--- Start WORKING DATA ---

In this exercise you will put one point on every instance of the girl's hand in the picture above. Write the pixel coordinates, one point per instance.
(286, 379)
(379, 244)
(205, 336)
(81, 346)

--- End WORKING DATA ---

STATED EXERCISE
Please convert the listing above into a two-column CSV headed instruction and answer, with one row per instruction and its answer. Wrap each field in double quotes and replace any line breaks inside a field with spaces.

ANSWER TO THE TASK
instruction,answer
"In this exercise you will put one point on every instance of the girl's hand in the picture above. Write the pixel coordinates, one point per instance.","(286, 379) (379, 244) (205, 336) (81, 346)"